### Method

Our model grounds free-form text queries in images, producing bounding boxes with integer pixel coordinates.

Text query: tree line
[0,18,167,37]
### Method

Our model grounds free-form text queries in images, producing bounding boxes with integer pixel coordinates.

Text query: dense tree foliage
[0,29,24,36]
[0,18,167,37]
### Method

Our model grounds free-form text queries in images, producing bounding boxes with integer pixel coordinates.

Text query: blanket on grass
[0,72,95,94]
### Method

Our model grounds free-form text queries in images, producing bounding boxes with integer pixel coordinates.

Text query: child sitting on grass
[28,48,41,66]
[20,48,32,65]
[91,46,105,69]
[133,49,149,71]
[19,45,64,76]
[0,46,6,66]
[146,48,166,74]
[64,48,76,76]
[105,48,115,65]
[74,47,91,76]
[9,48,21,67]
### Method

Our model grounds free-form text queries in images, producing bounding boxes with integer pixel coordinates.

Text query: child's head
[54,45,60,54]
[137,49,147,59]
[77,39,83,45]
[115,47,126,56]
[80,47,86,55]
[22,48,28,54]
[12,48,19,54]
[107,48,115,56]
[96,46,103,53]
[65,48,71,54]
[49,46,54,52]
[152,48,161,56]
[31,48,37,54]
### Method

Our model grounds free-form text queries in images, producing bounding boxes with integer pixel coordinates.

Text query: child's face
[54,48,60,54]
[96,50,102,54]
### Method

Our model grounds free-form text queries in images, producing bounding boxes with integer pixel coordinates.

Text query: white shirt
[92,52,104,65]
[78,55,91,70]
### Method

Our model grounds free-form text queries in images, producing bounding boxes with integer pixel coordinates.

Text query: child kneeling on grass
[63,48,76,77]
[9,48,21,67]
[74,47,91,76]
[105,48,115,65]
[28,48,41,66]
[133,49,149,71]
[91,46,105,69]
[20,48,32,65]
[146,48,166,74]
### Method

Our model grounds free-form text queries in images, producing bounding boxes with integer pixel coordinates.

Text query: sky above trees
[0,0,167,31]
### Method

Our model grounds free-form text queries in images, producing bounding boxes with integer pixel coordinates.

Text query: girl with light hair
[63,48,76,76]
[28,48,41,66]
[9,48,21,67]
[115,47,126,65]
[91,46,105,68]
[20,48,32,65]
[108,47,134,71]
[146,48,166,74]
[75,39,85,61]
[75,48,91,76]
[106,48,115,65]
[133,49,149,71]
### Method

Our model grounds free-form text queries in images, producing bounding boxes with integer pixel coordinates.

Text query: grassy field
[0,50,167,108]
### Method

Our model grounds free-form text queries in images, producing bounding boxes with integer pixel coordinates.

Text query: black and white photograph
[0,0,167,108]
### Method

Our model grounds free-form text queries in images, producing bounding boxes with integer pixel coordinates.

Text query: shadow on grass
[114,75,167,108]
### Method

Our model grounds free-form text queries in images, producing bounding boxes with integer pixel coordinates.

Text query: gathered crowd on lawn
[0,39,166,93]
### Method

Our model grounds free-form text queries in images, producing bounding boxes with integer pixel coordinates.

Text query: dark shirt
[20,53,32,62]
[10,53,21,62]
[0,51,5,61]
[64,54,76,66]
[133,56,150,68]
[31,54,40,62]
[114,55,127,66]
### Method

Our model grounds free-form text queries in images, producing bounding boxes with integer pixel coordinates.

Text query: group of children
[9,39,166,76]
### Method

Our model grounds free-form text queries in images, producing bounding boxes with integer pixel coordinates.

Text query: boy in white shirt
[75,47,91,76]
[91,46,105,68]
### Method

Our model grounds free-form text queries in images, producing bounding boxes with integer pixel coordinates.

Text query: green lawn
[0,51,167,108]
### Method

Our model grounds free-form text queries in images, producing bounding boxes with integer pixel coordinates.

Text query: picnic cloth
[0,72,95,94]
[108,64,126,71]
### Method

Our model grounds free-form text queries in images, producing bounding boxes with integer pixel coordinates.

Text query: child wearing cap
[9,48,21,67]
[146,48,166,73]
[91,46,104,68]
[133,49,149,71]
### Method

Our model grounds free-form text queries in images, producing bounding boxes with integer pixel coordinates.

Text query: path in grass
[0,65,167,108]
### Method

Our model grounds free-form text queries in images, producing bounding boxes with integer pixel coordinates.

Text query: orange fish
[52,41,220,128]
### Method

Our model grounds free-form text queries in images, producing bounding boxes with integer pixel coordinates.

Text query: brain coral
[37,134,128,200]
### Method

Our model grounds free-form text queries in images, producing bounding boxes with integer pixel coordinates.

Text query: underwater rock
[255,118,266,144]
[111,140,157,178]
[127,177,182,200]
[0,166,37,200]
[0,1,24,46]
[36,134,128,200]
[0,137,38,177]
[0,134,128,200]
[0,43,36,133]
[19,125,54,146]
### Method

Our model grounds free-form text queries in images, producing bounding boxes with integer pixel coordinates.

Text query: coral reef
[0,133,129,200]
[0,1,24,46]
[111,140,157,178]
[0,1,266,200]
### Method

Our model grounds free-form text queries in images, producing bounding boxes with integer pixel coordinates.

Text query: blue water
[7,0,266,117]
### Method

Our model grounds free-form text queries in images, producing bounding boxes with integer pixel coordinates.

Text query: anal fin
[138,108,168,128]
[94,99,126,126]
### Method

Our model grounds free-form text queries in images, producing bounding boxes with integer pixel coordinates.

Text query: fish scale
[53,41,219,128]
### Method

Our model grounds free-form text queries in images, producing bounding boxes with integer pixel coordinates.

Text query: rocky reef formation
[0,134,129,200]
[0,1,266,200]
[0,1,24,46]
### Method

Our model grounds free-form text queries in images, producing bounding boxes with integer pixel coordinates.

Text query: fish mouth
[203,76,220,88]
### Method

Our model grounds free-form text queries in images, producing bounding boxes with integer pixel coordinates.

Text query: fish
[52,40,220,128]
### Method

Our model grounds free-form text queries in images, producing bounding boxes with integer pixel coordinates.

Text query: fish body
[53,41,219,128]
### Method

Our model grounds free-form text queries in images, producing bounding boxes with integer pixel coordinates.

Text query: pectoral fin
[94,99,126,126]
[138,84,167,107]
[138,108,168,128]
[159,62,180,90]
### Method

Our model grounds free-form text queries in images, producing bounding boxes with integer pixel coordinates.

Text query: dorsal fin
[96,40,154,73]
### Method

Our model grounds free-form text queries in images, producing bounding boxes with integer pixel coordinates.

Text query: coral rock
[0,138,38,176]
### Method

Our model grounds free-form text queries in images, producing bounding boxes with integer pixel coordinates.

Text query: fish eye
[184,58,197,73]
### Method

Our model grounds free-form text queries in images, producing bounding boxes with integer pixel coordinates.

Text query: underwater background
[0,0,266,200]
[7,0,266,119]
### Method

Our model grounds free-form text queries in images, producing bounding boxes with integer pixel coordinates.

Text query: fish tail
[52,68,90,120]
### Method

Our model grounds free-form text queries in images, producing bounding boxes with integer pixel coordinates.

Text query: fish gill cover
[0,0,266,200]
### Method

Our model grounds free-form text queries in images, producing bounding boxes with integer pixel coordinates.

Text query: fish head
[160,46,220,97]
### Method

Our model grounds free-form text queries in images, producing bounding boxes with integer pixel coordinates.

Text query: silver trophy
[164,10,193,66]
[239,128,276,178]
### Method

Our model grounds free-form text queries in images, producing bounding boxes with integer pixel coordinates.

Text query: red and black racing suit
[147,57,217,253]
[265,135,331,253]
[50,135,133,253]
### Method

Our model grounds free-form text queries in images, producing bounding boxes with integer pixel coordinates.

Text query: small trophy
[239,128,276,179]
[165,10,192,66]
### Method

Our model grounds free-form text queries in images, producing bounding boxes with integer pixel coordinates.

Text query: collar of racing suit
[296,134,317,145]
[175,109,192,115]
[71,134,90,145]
•••
» **To be done**
Arrange the lines, from the first one through the line with "[0,0,167,31]" (both included), as a Markdown table with the columns Row and Content. Number each row and leave out blank lines.

» **Output of the task**
| Row | Content |
|---|---|
| 1 | ### Method |
| 2 | Our model grounds free-form text queries in images, producing bounding boxes with integer pixel coordinates. |
| 3 | Text query: tree line |
| 4 | [0,18,167,37] |
| 5 | ### Method |
| 6 | Our model grounds free-form text queries in images, producing bounding boxes with integer pixel coordinates. |
| 7 | Text query: dense tree foliage |
| 8 | [0,29,24,36] |
| 9 | [0,18,167,37] |
| 10 | ### Method |
| 11 | Our model grounds free-form text queries in images, producing bounding boxes with integer pixel coordinates. |
| 12 | Text query: blanket on grass |
| 13 | [0,72,95,94] |
| 14 | ### Method |
| 15 | Our model grounds free-form text queries in images, producing bounding boxes with integer pixel coordinates. |
| 16 | Text query: child sitting on grass |
| 17 | [28,48,41,66] |
| 18 | [20,48,32,65] |
| 19 | [91,46,105,69] |
| 20 | [133,49,149,71] |
| 21 | [19,45,64,76] |
| 22 | [0,46,6,66] |
| 23 | [146,48,166,74] |
| 24 | [64,48,76,76] |
| 25 | [105,48,115,65] |
| 26 | [74,47,91,76] |
| 27 | [9,48,21,67] |
| 28 | ### Method |
| 29 | Our model grounds free-form text queries in images, producing bounding boxes with integer pixel coordinates. |
| 30 | Text query: child's head |
| 31 | [54,45,60,54] |
| 32 | [137,49,147,59] |
| 33 | [77,39,83,45] |
| 34 | [115,47,126,56] |
| 35 | [80,47,86,55] |
| 36 | [22,48,28,54] |
| 37 | [12,48,19,54] |
| 38 | [107,48,115,56] |
| 39 | [96,46,103,53] |
| 40 | [65,48,71,54] |
| 41 | [49,46,54,52] |
| 42 | [152,48,161,56] |
| 43 | [31,48,37,54] |
| 44 | ### Method |
| 45 | Our model grounds free-form text queries in images, producing bounding boxes with integer pixel coordinates. |
| 46 | Text query: child's face |
| 47 | [54,48,60,54] |
| 48 | [96,50,102,54] |
| 49 | ### Method |
| 50 | Our model grounds free-form text queries in images, producing bounding boxes with integer pixel coordinates. |
| 51 | Text query: white shirt |
| 52 | [92,52,104,65] |
| 53 | [78,55,91,70] |
| 54 | ### Method |
| 55 | Our model grounds free-form text queries in images, producing bounding boxes with integer pixel coordinates. |
| 56 | Text query: child kneeling on grass |
| 57 | [63,48,76,77] |
| 58 | [9,48,21,67] |
| 59 | [74,47,91,76] |
| 60 | [105,48,115,65] |
| 61 | [28,48,41,66] |
| 62 | [133,49,149,71] |
| 63 | [91,46,105,69] |
| 64 | [20,48,32,65] |
| 65 | [146,48,166,74] |
| 66 | ### Method |
| 67 | Our model grounds free-form text queries in images, producing bounding boxes with integer pixel coordinates. |
| 68 | Text query: sky above trees |
| 69 | [0,0,167,31] |